Stored data:
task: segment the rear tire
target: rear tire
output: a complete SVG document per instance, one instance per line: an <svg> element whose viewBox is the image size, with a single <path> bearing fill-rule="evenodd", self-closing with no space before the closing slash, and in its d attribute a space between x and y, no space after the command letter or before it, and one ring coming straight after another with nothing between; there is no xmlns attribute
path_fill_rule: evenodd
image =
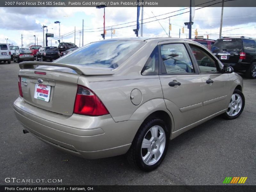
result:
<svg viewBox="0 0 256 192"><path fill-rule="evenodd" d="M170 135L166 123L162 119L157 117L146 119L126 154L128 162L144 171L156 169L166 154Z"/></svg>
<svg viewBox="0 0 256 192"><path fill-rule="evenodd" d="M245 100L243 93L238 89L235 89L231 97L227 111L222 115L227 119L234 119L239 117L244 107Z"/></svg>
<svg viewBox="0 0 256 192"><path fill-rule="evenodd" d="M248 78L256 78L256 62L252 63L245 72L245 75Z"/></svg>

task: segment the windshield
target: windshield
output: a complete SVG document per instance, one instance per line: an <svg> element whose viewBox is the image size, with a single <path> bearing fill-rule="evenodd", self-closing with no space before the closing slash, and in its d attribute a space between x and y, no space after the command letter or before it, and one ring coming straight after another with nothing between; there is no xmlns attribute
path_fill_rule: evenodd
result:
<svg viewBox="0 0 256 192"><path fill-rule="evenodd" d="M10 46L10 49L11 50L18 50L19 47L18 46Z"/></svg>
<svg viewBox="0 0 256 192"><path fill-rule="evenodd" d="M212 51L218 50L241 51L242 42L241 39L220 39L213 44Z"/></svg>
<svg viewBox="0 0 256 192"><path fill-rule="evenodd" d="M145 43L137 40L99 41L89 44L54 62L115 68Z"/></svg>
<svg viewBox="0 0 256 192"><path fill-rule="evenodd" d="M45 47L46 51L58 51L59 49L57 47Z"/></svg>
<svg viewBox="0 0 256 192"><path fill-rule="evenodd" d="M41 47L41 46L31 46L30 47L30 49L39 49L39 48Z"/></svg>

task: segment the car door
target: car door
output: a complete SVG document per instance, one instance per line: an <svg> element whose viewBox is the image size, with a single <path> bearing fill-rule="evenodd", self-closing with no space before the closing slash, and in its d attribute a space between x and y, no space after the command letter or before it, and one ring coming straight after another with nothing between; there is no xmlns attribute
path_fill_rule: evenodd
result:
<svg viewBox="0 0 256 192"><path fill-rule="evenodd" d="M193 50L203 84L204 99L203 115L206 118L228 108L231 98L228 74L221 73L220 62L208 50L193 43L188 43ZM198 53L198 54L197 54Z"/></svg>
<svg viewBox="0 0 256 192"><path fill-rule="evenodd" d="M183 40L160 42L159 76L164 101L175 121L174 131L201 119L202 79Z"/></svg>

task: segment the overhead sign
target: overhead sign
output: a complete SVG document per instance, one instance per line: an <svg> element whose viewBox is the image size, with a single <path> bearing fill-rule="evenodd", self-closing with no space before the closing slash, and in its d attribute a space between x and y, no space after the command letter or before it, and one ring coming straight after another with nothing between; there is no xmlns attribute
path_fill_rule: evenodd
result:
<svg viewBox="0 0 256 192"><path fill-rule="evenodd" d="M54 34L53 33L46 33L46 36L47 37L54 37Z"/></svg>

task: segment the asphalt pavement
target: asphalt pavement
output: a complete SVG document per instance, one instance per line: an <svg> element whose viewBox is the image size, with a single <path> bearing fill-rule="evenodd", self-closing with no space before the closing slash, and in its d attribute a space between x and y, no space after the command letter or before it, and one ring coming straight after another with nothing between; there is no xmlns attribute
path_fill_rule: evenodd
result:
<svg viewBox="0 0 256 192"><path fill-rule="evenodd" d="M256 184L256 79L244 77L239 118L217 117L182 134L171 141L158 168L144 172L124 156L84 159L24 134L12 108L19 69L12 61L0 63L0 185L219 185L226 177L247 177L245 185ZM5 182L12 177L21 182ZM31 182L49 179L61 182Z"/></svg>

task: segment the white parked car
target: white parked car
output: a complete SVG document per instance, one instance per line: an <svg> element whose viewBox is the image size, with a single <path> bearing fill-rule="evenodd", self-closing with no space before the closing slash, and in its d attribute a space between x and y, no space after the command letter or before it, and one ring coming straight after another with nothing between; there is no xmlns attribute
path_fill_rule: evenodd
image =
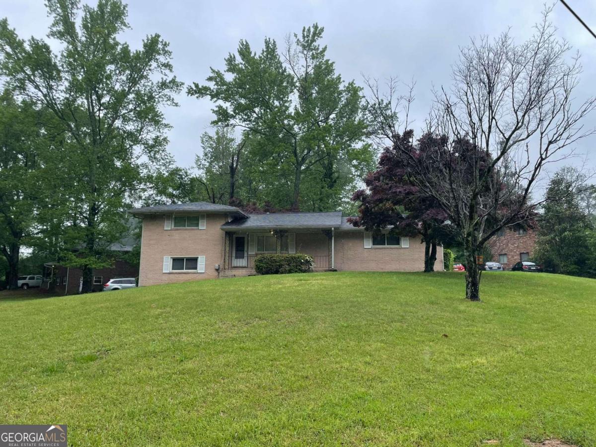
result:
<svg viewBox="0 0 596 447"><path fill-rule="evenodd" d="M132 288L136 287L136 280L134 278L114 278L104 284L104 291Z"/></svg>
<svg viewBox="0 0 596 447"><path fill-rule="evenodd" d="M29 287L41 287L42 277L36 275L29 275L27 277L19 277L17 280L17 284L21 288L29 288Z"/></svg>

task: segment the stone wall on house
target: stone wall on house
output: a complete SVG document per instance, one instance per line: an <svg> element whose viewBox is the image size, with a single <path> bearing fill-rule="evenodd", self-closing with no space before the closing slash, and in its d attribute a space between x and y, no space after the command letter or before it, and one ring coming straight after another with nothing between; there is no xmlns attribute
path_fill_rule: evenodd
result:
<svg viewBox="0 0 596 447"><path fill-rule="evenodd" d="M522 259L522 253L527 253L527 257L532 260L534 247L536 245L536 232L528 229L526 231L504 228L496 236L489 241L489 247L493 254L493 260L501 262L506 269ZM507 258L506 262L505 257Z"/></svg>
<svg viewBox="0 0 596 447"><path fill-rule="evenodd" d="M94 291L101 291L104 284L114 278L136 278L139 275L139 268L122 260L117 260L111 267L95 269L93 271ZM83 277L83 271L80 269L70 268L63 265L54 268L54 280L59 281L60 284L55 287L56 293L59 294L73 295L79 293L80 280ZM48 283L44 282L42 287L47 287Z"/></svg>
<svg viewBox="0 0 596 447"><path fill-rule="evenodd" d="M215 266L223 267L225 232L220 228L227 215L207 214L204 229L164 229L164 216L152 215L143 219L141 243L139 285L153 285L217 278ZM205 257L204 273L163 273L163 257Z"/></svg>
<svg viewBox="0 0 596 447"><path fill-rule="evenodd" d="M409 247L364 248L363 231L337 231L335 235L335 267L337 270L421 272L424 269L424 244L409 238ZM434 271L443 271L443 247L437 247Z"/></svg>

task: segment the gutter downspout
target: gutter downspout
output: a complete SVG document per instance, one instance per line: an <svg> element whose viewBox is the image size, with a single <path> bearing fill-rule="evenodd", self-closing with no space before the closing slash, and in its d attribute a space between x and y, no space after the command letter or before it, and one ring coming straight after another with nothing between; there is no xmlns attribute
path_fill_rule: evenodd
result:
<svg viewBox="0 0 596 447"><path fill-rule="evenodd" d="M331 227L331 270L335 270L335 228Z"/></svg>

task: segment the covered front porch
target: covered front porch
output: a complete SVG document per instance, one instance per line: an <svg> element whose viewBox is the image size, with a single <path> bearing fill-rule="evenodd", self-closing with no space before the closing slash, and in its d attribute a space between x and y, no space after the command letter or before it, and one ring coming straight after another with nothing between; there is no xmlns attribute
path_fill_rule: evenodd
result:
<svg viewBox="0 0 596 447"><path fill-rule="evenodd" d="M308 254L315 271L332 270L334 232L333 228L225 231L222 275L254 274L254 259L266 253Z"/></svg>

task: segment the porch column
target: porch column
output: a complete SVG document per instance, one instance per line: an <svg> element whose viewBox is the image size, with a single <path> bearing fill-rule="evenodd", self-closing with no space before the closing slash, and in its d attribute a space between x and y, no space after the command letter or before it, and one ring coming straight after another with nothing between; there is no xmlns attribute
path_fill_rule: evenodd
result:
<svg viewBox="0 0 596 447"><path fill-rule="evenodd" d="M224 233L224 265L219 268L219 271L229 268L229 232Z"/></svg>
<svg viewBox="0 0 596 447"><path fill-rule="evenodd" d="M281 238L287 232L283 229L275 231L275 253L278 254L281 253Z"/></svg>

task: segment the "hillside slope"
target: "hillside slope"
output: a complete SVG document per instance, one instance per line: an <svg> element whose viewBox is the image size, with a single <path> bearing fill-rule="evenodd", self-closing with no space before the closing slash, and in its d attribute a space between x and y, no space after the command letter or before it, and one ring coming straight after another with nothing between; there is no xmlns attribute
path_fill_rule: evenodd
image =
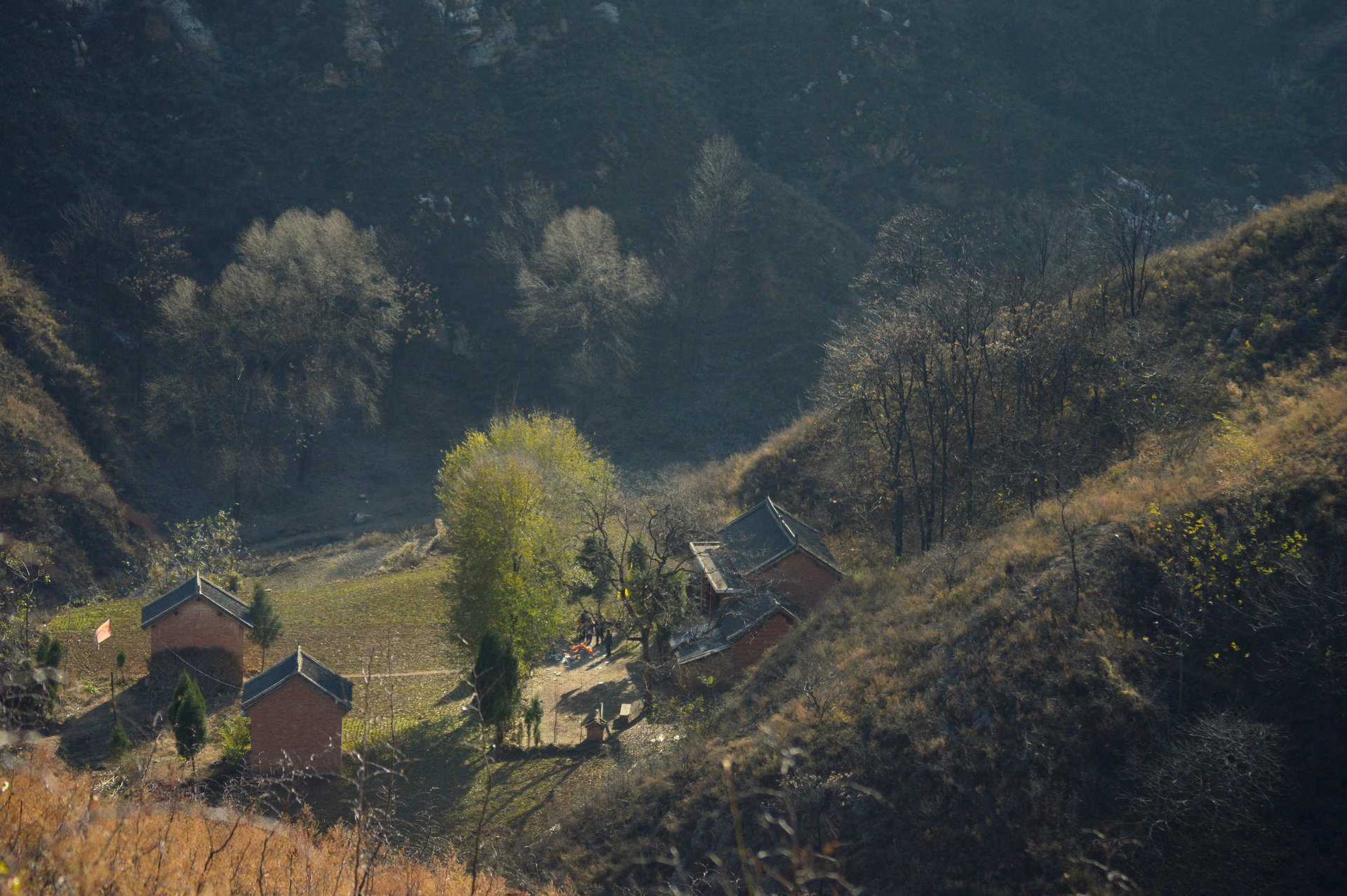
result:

What this task involves:
Looking at the records above, extract only the lines from the one with "task: segment the porch column" through the last line, exactly, with the pictures left out.

Written response:
task: segment the porch column
target: porch column
output: a complete SVG document per instance, one instance per line: an <svg> element whose viewBox is the image size, with a single <path> bearing fill-rule="evenodd", self-closing with no space before the closing slash, and in its d attribute a space between x and y, no space after the command letter or before it, and one ring coming straight after another with nothing between; there is no xmlns attribute
path_fill_rule: evenodd
result:
<svg viewBox="0 0 596 447"><path fill-rule="evenodd" d="M224 233L224 265L219 268L219 271L229 268L229 232Z"/></svg>
<svg viewBox="0 0 596 447"><path fill-rule="evenodd" d="M281 238L287 232L283 229L275 231L275 253L278 254L281 253Z"/></svg>

task: segment the "hillside slope"
target: "hillside slope"
output: a complete SVG document per instance, one instance per line: an <svg> element whose viewBox is the image size, with a single <path> bearing fill-rule="evenodd", self-closing with no space before the closing slash, and in its d attribute a space between x and y, no space after the command letter or before it, and one ring coming straight after another with nothing between; there is no xmlns attribute
path_fill_rule: evenodd
image =
result:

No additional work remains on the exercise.